● **MATERIAL TO PROCESS**

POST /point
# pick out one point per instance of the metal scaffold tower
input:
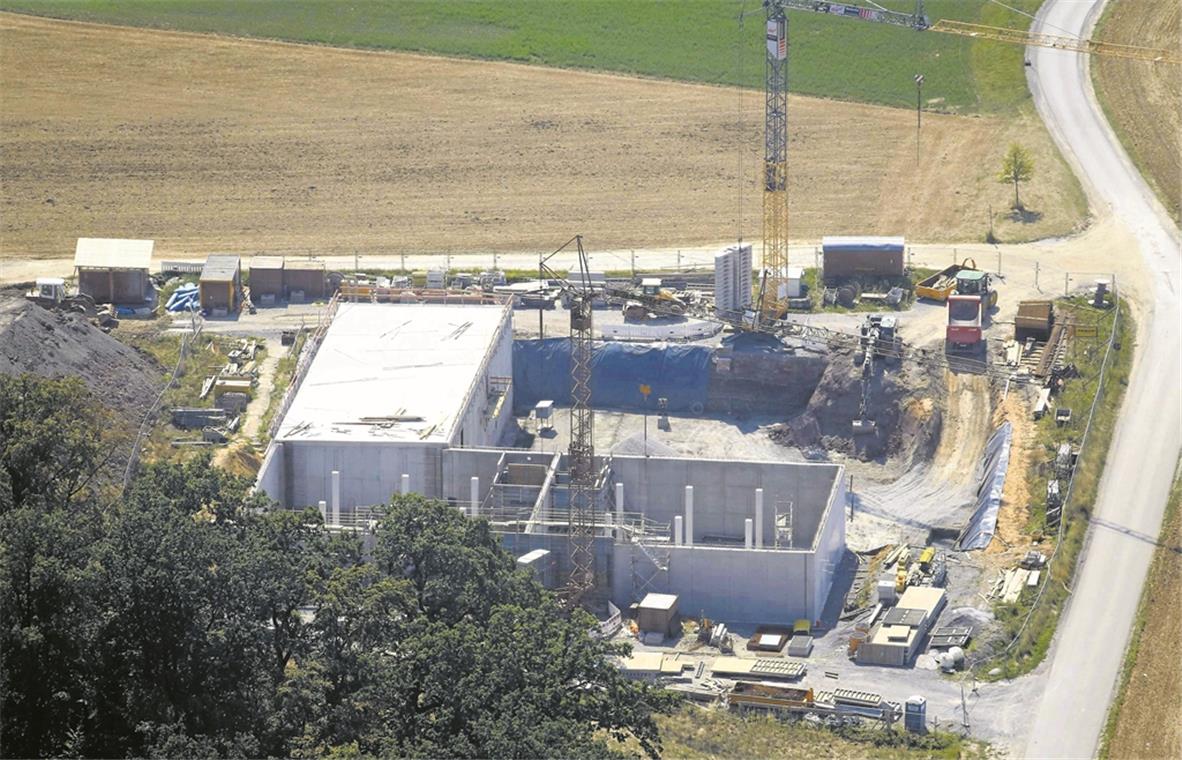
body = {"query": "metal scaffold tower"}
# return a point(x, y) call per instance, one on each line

● **WORK TO DO**
Rewrite the items above, replacing every "metal scaffold tower" with "aluminum ladder" and keeping everything else unchanged. Leave out the pictures.

● **RESPONSE BELOW**
POST /point
# pick out one point per instance of the aluminum ladder
input:
body = {"query": "aluminum ladder"}
# return a point(x, y) call per instance, one on each line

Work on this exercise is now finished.